• TASK DATA
┌────────

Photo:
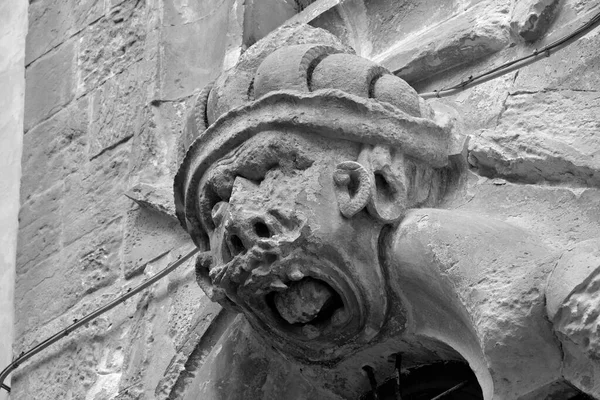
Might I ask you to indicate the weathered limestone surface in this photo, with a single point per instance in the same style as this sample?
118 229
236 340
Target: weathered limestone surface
13 28
109 85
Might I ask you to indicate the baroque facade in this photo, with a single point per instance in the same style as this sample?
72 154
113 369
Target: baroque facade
352 233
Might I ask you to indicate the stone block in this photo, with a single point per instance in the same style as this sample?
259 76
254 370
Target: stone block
532 18
153 197
117 110
149 235
40 227
194 53
52 22
572 68
478 32
543 137
392 21
111 45
54 149
94 196
49 84
88 362
261 17
56 283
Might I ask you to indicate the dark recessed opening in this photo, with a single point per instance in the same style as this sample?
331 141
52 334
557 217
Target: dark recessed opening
428 381
324 314
237 247
384 188
262 230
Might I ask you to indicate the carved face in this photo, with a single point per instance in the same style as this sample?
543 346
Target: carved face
303 273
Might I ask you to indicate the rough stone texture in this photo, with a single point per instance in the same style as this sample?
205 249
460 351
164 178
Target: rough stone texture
476 33
559 144
97 217
574 306
532 18
54 77
53 22
13 29
104 143
197 41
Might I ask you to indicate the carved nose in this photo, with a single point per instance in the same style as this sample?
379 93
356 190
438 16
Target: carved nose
244 232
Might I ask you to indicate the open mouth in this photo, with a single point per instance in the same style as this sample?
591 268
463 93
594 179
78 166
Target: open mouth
307 303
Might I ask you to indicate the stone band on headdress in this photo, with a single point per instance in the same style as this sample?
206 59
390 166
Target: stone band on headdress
310 87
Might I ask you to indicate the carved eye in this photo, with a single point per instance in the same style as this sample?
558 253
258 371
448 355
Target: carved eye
218 212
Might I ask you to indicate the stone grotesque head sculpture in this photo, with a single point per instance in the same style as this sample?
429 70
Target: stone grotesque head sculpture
299 161
309 181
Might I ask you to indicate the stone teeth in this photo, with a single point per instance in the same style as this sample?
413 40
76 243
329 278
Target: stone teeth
311 331
340 317
296 275
278 285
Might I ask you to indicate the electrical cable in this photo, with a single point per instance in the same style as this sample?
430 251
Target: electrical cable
472 81
79 323
518 63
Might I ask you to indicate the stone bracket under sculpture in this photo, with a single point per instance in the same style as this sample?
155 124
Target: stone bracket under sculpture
309 181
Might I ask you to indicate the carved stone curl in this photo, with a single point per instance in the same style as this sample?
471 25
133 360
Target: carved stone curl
304 190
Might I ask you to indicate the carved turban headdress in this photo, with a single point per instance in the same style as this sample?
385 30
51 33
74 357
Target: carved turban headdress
315 83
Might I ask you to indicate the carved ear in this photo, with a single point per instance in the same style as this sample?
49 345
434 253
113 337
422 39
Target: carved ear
353 187
204 262
388 193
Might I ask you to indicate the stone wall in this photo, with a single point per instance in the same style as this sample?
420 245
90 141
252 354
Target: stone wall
108 85
13 28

└────────

• TASK DESCRIPTION
Render the entries above as a numbered list, one line per item and blank lines omitted, covering every entry and leaving out the pictures.

• EXERCISE OUTPUT
1. Photo:
2. Might I ask you to indicate the weathered limestone surface in this photo, with a single point per instance in the same style as this sample?
3. 118 229
4. 236 340
5. Target: weathered limestone surface
6. 13 28
7. 109 85
8. Might I ask you to indicate the baroque facade in this photo, with a single point per instance in the same style as this sample?
9. 72 154
10. 113 369
11. Target: baroque facade
12. 352 233
13. Might I ask you to indicate the stone block in this photo, with a single point per instance in the same style as this sample?
14. 259 76
15. 254 370
16. Target: stone block
17. 532 18
18. 153 197
19. 117 110
20. 149 235
21. 40 227
22. 194 53
23. 52 22
24. 572 68
25. 478 32
26. 543 137
27. 392 21
28. 111 45
29. 54 149
30. 94 196
31. 49 84
32. 88 362
33. 261 17
34. 56 283
35. Might I ask you to indicate the dark recessed opening in this photo, with a single point per instance in the same style as this sample?
36. 331 141
37. 52 334
38. 557 217
39. Target: dark recessed opening
40. 428 381
41. 324 314
42. 237 247
43. 384 188
44. 262 230
45. Might I ask you to indicate the carved face in this photo, with a single point per instance in the same style as this sample?
46. 543 346
47. Target: carved face
48. 303 273
49. Might I ask you to indicate the rough stone texture in this photo, with a single point per instance in the same style as this sample?
50. 205 249
51. 460 351
52. 164 178
53. Target: rough stone texture
54. 476 33
55. 559 144
56. 97 217
57. 574 306
58. 532 18
59. 54 77
60. 53 22
61. 13 29
62. 104 143
63. 197 41
64. Might I ask you to indicate the carved nose in this photo, with a single point per instance in the same style as this sample?
65. 379 93
66. 356 190
67. 438 16
68. Target: carved nose
69. 244 232
70. Might I ask you to indicate the open mouth in this photo, with a single point per instance in the same style as this sample?
71. 591 268
72. 463 93
73. 594 179
74. 78 166
75. Target: open mouth
76. 307 303
77. Might I ask you to indicate the stone band on headdress in this photo, with a single point per instance in the same style as this sample?
78. 206 59
79. 390 166
80. Target: stone band on headdress
81. 310 87
82. Might I ask you to indicate the carved eye in this photo, with a single point per instance in the same style as this sample?
83. 558 253
84. 258 371
85. 448 355
86. Target: carved eye
87. 218 212
88. Might I ask you to indicate the stone grotesque head sculpture in this photo, with a single point per instance in the same style as this sample?
89. 429 70
90. Target: stone grotesque head sculpture
91. 299 161
92. 309 181
93. Might I ask you to indicate the stone teeth in this photo, with a single point per instance in the same style as this sample?
94. 413 40
95. 76 243
96. 329 278
97. Target: stone teeth
98. 311 331
99. 340 317
100. 296 275
101. 278 285
102. Might I ask you to indicate the electrical cable in this photo, with a single point per instance in the same style as this sample?
103. 430 251
104. Target: electrical cable
105. 472 81
106. 79 323
107. 518 63
108. Might I ask you to indicate the stone bracket under sculpture in this photo, with a single point per instance in the same style as this sample?
109. 155 124
110. Target: stone bracket under sculpture
111. 309 181
112. Might I ask you to indicate the carved stone curl in this photo, with a single point per instance in the same style as this sample?
113. 471 25
114. 133 360
115. Target: carved stone curl
116. 304 190
117. Might I ask you to indicate the carved turban headdress in this photo, with a single point per instance in the same style as this sample?
118. 385 30
119. 51 33
120. 74 357
121. Target: carved turban headdress
122. 315 83
123. Might I ask you to indicate the carved ear in this photo, with a single point per instance in the same style as this sample?
124. 49 345
125. 434 253
126. 113 337
127. 422 39
128. Target: carved ear
129. 353 187
130. 204 262
131. 388 193
132. Might I ask you to indicate the stone wall in this photo, with a single point per instance in the same style as this sample?
133. 420 245
134. 90 141
135. 252 354
136. Target: stone wall
137. 108 85
138. 13 28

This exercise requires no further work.